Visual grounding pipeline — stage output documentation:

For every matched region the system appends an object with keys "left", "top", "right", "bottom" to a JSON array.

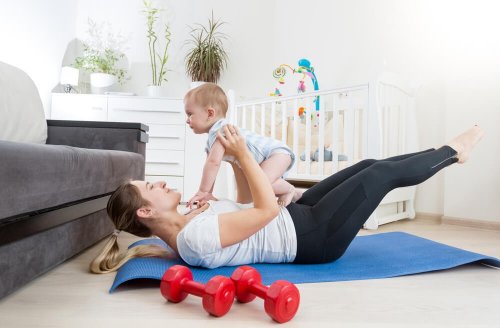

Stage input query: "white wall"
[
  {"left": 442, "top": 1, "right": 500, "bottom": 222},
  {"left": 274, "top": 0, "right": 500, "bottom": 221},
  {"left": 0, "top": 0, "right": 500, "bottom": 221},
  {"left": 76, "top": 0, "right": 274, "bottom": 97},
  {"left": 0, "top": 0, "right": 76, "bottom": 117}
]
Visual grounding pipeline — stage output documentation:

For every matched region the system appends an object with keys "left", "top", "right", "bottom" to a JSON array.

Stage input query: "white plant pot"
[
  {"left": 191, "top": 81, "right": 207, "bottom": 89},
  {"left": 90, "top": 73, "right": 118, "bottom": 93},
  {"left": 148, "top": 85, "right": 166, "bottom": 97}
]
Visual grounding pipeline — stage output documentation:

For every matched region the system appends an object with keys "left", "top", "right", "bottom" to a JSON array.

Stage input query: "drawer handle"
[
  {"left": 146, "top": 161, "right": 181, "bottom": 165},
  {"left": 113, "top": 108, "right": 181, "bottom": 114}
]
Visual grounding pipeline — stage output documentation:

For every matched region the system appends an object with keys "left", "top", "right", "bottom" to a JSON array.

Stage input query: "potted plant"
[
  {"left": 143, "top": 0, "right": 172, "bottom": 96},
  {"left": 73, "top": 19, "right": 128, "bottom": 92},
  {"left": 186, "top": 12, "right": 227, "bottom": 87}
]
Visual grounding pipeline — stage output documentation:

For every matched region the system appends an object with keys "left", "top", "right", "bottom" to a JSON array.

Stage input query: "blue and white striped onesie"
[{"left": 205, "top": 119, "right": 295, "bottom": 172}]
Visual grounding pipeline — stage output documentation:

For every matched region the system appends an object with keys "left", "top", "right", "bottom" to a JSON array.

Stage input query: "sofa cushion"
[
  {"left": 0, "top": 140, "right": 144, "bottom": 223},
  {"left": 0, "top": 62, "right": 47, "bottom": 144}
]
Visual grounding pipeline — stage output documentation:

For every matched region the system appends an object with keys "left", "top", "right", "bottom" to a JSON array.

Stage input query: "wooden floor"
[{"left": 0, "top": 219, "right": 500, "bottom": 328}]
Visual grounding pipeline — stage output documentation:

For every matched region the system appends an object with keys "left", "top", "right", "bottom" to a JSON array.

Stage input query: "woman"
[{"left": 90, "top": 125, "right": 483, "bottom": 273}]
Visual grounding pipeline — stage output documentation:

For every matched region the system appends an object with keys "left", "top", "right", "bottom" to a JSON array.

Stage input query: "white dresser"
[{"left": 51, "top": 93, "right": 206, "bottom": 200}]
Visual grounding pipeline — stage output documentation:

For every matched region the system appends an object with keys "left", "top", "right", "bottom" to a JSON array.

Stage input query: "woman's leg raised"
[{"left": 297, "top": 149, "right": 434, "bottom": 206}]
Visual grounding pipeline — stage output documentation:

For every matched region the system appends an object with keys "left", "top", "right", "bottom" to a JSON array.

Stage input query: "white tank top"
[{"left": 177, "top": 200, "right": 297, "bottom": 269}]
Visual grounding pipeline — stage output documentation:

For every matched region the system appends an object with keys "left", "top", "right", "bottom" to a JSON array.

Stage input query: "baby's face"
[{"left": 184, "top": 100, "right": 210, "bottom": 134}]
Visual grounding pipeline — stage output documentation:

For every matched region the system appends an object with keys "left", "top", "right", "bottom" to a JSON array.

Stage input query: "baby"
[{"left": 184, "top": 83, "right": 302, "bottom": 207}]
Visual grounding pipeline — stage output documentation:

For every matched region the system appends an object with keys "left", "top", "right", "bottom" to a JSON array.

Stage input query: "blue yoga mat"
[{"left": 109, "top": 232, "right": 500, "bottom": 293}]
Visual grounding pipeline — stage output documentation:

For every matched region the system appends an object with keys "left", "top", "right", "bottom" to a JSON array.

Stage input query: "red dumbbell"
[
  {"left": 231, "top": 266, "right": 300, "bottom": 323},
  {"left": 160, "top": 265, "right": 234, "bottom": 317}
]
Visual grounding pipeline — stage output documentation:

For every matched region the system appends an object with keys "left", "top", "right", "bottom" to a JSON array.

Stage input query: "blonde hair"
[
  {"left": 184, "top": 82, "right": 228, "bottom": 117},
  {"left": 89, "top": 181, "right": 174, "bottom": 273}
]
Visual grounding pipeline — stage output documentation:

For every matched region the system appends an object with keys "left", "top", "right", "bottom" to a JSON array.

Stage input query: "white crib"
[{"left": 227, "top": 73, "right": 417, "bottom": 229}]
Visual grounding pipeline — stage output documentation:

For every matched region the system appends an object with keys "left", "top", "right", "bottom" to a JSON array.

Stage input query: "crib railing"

──────────────────────────────

§ **TASK TO COMPLETE**: Locate each line in the listing above that contains the string "baby", and copy those lines in their original order.

§ **CORRECT OUTPUT**:
Stage input query: "baby's face"
Stage input query: "baby"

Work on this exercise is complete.